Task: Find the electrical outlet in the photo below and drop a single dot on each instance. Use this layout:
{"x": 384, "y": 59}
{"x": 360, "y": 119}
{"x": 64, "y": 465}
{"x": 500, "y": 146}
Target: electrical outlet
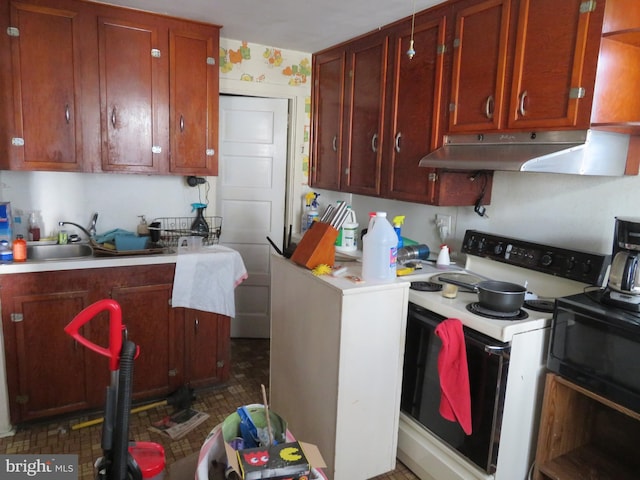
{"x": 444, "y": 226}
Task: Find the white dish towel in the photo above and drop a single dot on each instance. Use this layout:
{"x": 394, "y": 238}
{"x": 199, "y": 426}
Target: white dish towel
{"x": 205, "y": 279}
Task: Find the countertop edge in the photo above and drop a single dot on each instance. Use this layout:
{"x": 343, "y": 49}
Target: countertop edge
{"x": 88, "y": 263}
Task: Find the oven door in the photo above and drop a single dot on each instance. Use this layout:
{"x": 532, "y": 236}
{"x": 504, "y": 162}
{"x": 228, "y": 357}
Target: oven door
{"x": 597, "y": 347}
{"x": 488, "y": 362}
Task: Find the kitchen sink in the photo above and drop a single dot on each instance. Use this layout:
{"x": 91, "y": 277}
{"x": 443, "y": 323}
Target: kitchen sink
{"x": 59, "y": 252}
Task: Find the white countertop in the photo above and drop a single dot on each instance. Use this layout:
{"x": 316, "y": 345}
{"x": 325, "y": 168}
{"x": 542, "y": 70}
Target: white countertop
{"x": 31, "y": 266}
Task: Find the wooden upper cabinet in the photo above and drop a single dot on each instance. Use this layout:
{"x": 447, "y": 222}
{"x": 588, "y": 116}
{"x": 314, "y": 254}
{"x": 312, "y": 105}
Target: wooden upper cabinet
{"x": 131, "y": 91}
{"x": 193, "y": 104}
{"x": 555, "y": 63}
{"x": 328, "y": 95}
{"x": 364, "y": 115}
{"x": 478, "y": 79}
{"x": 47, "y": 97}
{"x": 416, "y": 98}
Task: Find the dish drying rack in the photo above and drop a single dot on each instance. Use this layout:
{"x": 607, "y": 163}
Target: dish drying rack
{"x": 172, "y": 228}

++++++++++++++++++++

- _Aim of the exercise_:
Reproduce the entries exactly. Do not carry over any picture.

- _Task response_:
Task: Find the electrical outlet in the photo below and drop a single dot on each instance. Use this layout:
{"x": 384, "y": 59}
{"x": 360, "y": 119}
{"x": 64, "y": 465}
{"x": 500, "y": 146}
Target: electrical outlet
{"x": 444, "y": 226}
Task: Find the white dish towel in the photo above and drop a single dot on each instance. Use this layout:
{"x": 394, "y": 238}
{"x": 199, "y": 426}
Target: white dish towel
{"x": 205, "y": 279}
Task: Find the countertop edge in the photo above and drop a single dot on each instance. Use this layout:
{"x": 343, "y": 49}
Target: countertop edge
{"x": 88, "y": 263}
Task: Find the oven door in the photo above and drop a single dot on each instance. Use this layout:
{"x": 532, "y": 236}
{"x": 504, "y": 162}
{"x": 228, "y": 357}
Target: oven door
{"x": 597, "y": 347}
{"x": 488, "y": 362}
Task: Find the kitchen sink in the photo above and drop a single dot on each instance. Use this layout:
{"x": 91, "y": 277}
{"x": 443, "y": 323}
Target: kitchen sink
{"x": 59, "y": 252}
Task: Find the white countertop in the photo above and drop a single dot on each instance. Use this layout:
{"x": 316, "y": 345}
{"x": 325, "y": 168}
{"x": 542, "y": 70}
Target: white countertop
{"x": 31, "y": 266}
Task: Find the wooden upper cabinet in the photo above and drop a single dot on each instance. Use this layout:
{"x": 447, "y": 222}
{"x": 588, "y": 116}
{"x": 314, "y": 254}
{"x": 312, "y": 105}
Target: wooden upper cabinet
{"x": 131, "y": 91}
{"x": 193, "y": 104}
{"x": 555, "y": 63}
{"x": 328, "y": 95}
{"x": 364, "y": 115}
{"x": 478, "y": 79}
{"x": 47, "y": 97}
{"x": 416, "y": 98}
Task: Find the dish drying rack in the photo above and drop a single dot on each instance. Use this layout:
{"x": 607, "y": 163}
Target: dish drying rack
{"x": 172, "y": 228}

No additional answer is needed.